→ **How to complete this task**
Rewrite the data starting with its first line and going on through the line with "rough mask: <svg", replacing "positive clicks" with "foreground clicks" and leaving everything else unchanged. Leave the pictures out of your answer.

→ **Segmentation mask data**
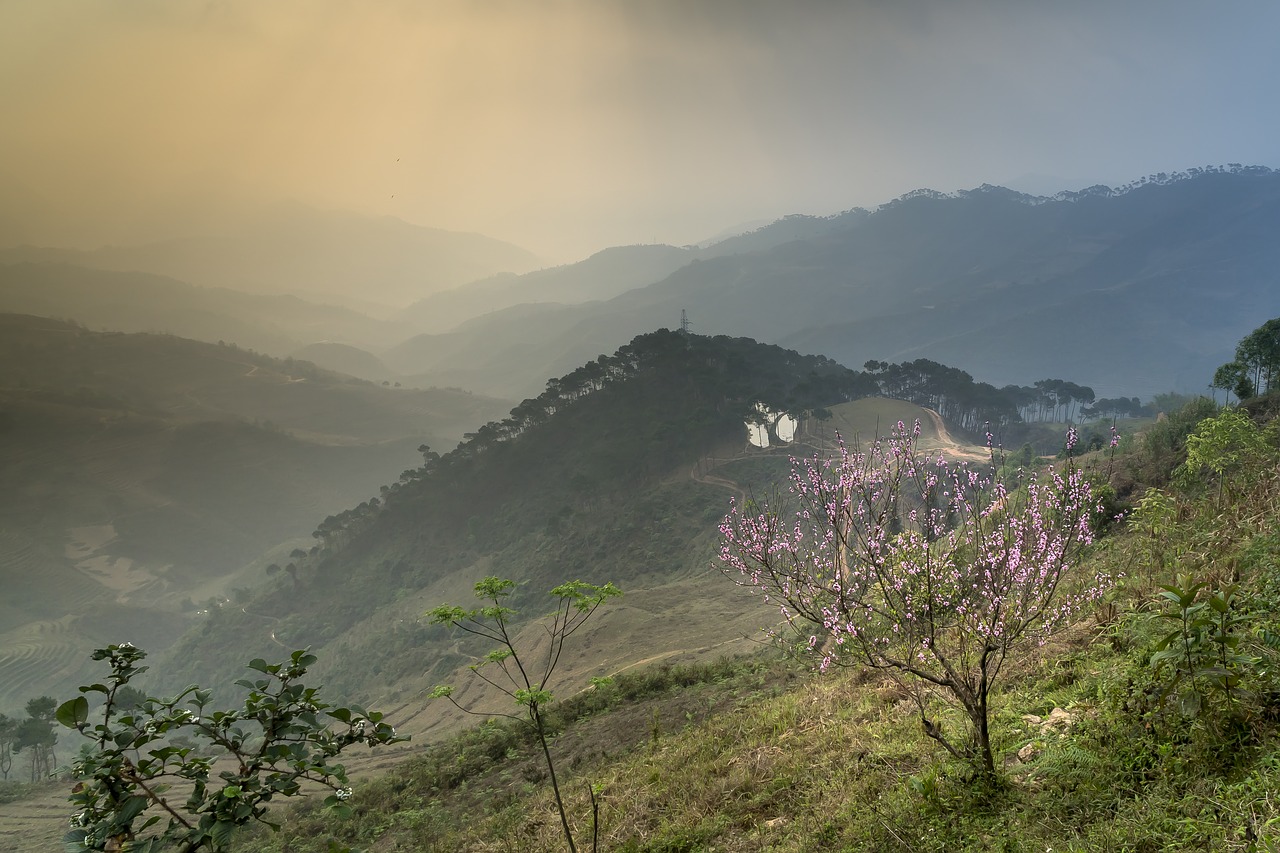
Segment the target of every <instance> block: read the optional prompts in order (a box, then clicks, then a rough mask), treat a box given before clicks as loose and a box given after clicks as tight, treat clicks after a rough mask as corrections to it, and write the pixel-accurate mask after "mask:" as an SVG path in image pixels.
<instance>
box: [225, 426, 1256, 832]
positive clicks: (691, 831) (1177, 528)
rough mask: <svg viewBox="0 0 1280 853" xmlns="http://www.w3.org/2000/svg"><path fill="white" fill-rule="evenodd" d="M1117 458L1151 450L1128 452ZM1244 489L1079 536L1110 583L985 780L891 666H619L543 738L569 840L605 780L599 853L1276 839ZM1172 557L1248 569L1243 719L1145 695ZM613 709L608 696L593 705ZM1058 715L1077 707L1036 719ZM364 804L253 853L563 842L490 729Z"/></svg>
mask: <svg viewBox="0 0 1280 853" xmlns="http://www.w3.org/2000/svg"><path fill="white" fill-rule="evenodd" d="M1098 464H1100V465H1106V464H1107V461H1106V460H1105V459H1103V460H1100V461H1098ZM1120 464H1121V465H1128V466H1129V467H1130V469H1142V467H1143V466H1149V465H1151V464H1152V460H1151V457H1149V453H1147V457H1146V459H1143V452H1142V451H1139V452H1137V453H1135V457H1134V459H1132V460H1129V461H1128V462H1124V461H1121V462H1120ZM1242 484H1247V485H1242ZM1238 485H1242V487H1240V488H1239V489H1238V492H1236V496H1235V500H1234V501H1231V502H1229V503H1226V505H1225V506H1220V505H1217V502H1216V500H1215V494H1213V489H1207V491H1193V492H1181V493H1178V498H1176V500H1178V507H1179V508H1178V511H1176V519H1178V523H1176V525H1174V526H1170V528H1166V529H1164V530H1160V532H1158V533H1153V532H1152V530H1151V529H1149V528H1148V526H1144V525H1137V526H1134V528H1133V529H1130V530H1123V532H1117V533H1116V534H1115V535H1112V537H1111V538H1108V539H1106V540H1103V542H1102V543H1100V544H1098V546H1096V547H1094V548H1093V551H1092V553H1091V556H1089V560H1088V561H1087V562H1085V564H1084V565H1083V566H1082V567H1080V571H1083V573H1092V571H1096V570H1103V571H1110V573H1116V571H1123V573H1124V574H1125V580H1124V583H1123V584H1121V585H1120V587H1119V588H1117V592H1116V594H1115V596H1114V597H1112V598H1111V599H1110V601H1108V603H1107V605H1105V606H1102V607H1100V610H1098V611H1097V613H1096V615H1094V617H1093V619H1089V620H1087V621H1085V622H1083V624H1080V625H1078V626H1076V628H1075V629H1073V630H1071V631H1069V633H1068V634H1064V635H1061V637H1060V638H1059V639H1057V640H1055V642H1053V643H1052V644H1050V646H1046V647H1043V648H1038V649H1030V651H1029V652H1028V653H1027V654H1025V656H1024V657H1021V658H1020V660H1018V661H1016V663H1015V666H1014V667H1012V669H1011V671H1010V672H1009V675H1007V679H1006V680H1005V683H1004V686H1002V689H1000V690H998V692H997V695H996V706H995V711H993V731H995V740H996V745H997V749H998V752H1000V754H1001V757H1002V760H1004V770H1002V784H1001V785H1000V786H998V788H996V789H982V788H978V786H974V784H973V783H970V781H969V780H968V770H966V768H965V767H964V766H960V765H957V763H956V762H954V761H951V760H950V758H947V757H946V756H945V754H942V753H941V752H940V751H937V749H936V745H934V744H932V742H929V740H927V739H925V738H924V736H923V734H922V733H920V731H919V724H918V715H916V712H915V710H914V706H913V704H911V703H910V702H909V701H906V699H905V697H904V694H902V693H901V692H900V690H899V689H897V688H896V686H895V685H893V684H892V683H891V681H887V680H879V679H876V678H869V676H865V675H860V674H858V672H851V671H845V672H837V674H835V675H831V676H826V678H819V676H815V675H810V674H797V672H795V671H794V670H792V671H790V672H787V671H786V667H782V666H781V665H778V663H773V665H771V663H767V662H763V661H759V660H756V661H748V662H740V663H737V665H730V663H727V662H726V663H723V665H722V667H723V669H721V670H717V671H716V672H713V674H710V675H709V676H708V678H704V679H701V680H699V679H696V678H694V679H689V680H692V681H698V684H694V685H690V686H684V688H681V686H678V681H680V680H681V679H680V678H672V676H671V672H669V671H668V672H667V674H666V675H663V674H652V672H650V681H653V683H655V684H659V685H662V686H660V688H658V689H655V692H653V693H645V692H644V690H639V689H636V688H635V685H634V684H628V683H626V681H625V680H622V681H620V683H618V684H617V685H616V686H614V688H613V689H614V690H616V692H617V693H616V694H613V697H612V699H609V698H607V697H596V698H593V699H591V701H585V699H582V698H581V697H579V698H576V699H573V701H572V702H570V703H567V706H566V707H564V716H566V719H568V720H576V722H572V724H571V725H568V729H567V730H566V733H564V734H562V735H561V736H559V738H558V739H557V745H556V749H557V753H558V754H559V756H561V765H559V767H561V771H562V781H561V784H562V788H564V789H566V790H568V792H570V802H571V806H570V808H571V811H572V813H573V815H575V816H576V817H575V820H576V827H577V831H579V835H580V839H588V838H589V815H590V808H589V803H588V798H586V793H585V785H586V784H589V783H590V784H598V785H600V786H602V789H603V807H602V812H600V820H602V844H600V849H607V850H652V852H658V850H664V852H669V850H938V852H942V850H1025V852H1032V850H1036V852H1041V850H1047V849H1052V850H1079V852H1084V850H1135V852H1148V850H1149V852H1152V853H1155V852H1157V850H1189V849H1206V850H1207V849H1212V850H1268V849H1276V845H1277V844H1280V803H1277V802H1276V798H1275V792H1276V790H1277V786H1280V683H1277V680H1276V678H1275V675H1274V670H1275V667H1274V666H1271V665H1272V663H1274V662H1275V653H1274V652H1270V651H1268V649H1266V648H1265V647H1262V646H1258V644H1257V642H1256V640H1254V639H1249V638H1256V637H1257V631H1258V630H1261V629H1268V630H1272V631H1275V616H1274V613H1275V612H1276V608H1277V605H1280V580H1277V575H1276V566H1277V565H1280V537H1276V535H1275V533H1274V530H1275V529H1276V525H1277V523H1280V498H1277V497H1276V494H1280V489H1277V485H1280V471H1277V470H1276V464H1275V461H1274V460H1272V461H1270V462H1268V464H1267V465H1266V466H1265V467H1263V469H1256V470H1252V471H1248V473H1247V475H1245V478H1244V479H1243V480H1239V482H1238ZM1175 570H1178V571H1193V573H1194V574H1196V576H1197V578H1201V579H1204V580H1208V581H1210V583H1225V581H1226V580H1229V579H1230V578H1231V576H1236V578H1239V583H1240V593H1239V596H1240V603H1239V612H1240V613H1242V615H1244V616H1247V617H1248V619H1249V620H1251V630H1249V631H1248V633H1247V638H1245V639H1244V646H1242V651H1245V652H1247V653H1248V654H1251V656H1258V657H1260V660H1262V661H1267V662H1268V663H1267V665H1265V666H1262V667H1261V669H1257V670H1252V669H1251V670H1249V674H1248V675H1247V676H1245V680H1244V681H1243V683H1242V684H1240V686H1242V688H1245V689H1247V690H1249V692H1251V693H1238V694H1236V702H1238V704H1235V706H1234V712H1233V708H1231V706H1229V703H1226V701H1225V699H1224V698H1222V695H1221V694H1220V693H1215V692H1213V690H1211V689H1208V688H1206V690H1207V697H1208V699H1207V701H1208V702H1210V703H1211V704H1210V707H1207V708H1206V711H1203V712H1202V713H1201V715H1199V716H1197V717H1194V719H1187V717H1183V716H1181V713H1180V712H1179V711H1178V710H1176V708H1174V707H1170V706H1169V704H1165V703H1162V702H1161V701H1160V698H1158V690H1160V688H1161V685H1162V684H1164V680H1162V679H1161V678H1160V676H1157V675H1155V674H1153V672H1152V669H1151V666H1149V665H1148V661H1149V658H1151V654H1152V652H1153V649H1155V642H1156V639H1157V637H1158V635H1160V634H1161V633H1162V631H1164V630H1167V629H1166V625H1167V622H1164V621H1160V620H1155V619H1152V613H1153V612H1156V611H1157V610H1158V607H1157V606H1156V605H1155V598H1156V592H1158V588H1157V584H1160V583H1169V581H1170V580H1171V576H1170V575H1171V573H1174V571H1175ZM780 667H781V669H780ZM626 695H631V697H632V698H631V701H630V702H627V701H625V697H626ZM611 701H617V710H613V711H608V710H605V708H603V707H600V706H609V704H611ZM678 708H685V712H684V713H680V712H678V711H677V710H678ZM694 708H696V710H694ZM1055 708H1062V710H1065V711H1066V712H1068V713H1069V715H1070V719H1071V722H1070V724H1069V725H1066V726H1062V725H1044V724H1043V722H1042V721H1038V720H1037V719H1041V720H1043V719H1047V717H1048V713H1050V711H1052V710H1055ZM1029 715H1034V717H1033V716H1029ZM645 721H648V722H649V725H645ZM950 722H952V724H957V725H959V724H960V720H959V719H957V717H956V716H954V715H952V717H951V719H950ZM355 803H356V806H357V817H356V818H355V820H352V821H349V822H344V824H335V822H332V821H329V820H326V818H324V817H321V816H320V815H317V813H316V812H314V811H307V809H302V811H300V812H296V813H293V815H291V817H289V820H288V822H287V829H285V831H284V833H283V834H282V835H279V836H270V835H266V834H264V835H260V836H255V838H253V839H252V840H250V841H247V847H246V848H244V849H262V850H285V849H288V850H311V849H316V850H320V849H324V844H325V841H324V840H323V839H328V838H334V836H337V838H342V839H344V840H347V841H348V843H355V844H360V845H365V847H366V849H370V850H397V849H413V850H456V849H467V850H507V849H522V850H524V849H530V850H553V849H563V841H562V839H561V838H559V835H558V831H559V827H558V824H557V821H556V818H554V812H553V807H552V803H550V798H549V793H548V792H547V790H545V786H544V785H541V784H540V776H539V771H538V766H536V756H535V754H534V753H532V751H531V749H530V748H529V745H527V744H524V743H522V742H520V739H518V738H516V736H515V735H513V734H509V733H507V734H504V733H503V730H490V731H488V733H485V731H481V730H477V731H475V733H472V734H470V735H467V736H466V738H462V739H460V740H456V742H452V743H449V744H445V745H442V747H436V748H434V749H433V751H428V752H426V753H425V754H422V756H420V757H416V758H413V760H411V761H410V762H407V763H406V765H404V766H403V767H399V768H397V770H394V771H392V772H390V774H388V775H387V776H384V777H380V779H376V780H371V781H369V783H365V784H364V785H361V786H360V790H358V794H357V798H356V800H355ZM307 839H310V840H307ZM584 844H585V841H584ZM580 847H581V845H580Z"/></svg>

→ **Task output**
Segment the target of every <instance> block: read the optional prompts in order (a box, then clicks, then a rough mask), treat a box given before clicks as loose and a box given after clicks as tight, treat clicks after a rough mask as corrections to it, and write the pixel-accurate mask after "mask:" as an SVG path in image pixels.
<instance>
box: [225, 426, 1256, 832]
foreground clicks: (691, 831) (1177, 528)
rough mask: <svg viewBox="0 0 1280 853" xmlns="http://www.w3.org/2000/svg"><path fill="white" fill-rule="evenodd" d="M1117 458L1151 450L1128 452ZM1244 489L1079 536L1110 583L985 780L891 666H619L543 738L569 840L605 780L599 853L1276 839ZM1172 557L1248 569L1243 719L1145 695ZM613 709L608 696L593 705ZM1058 715L1077 707L1036 719ZM364 804L253 853L563 842L490 729Z"/></svg>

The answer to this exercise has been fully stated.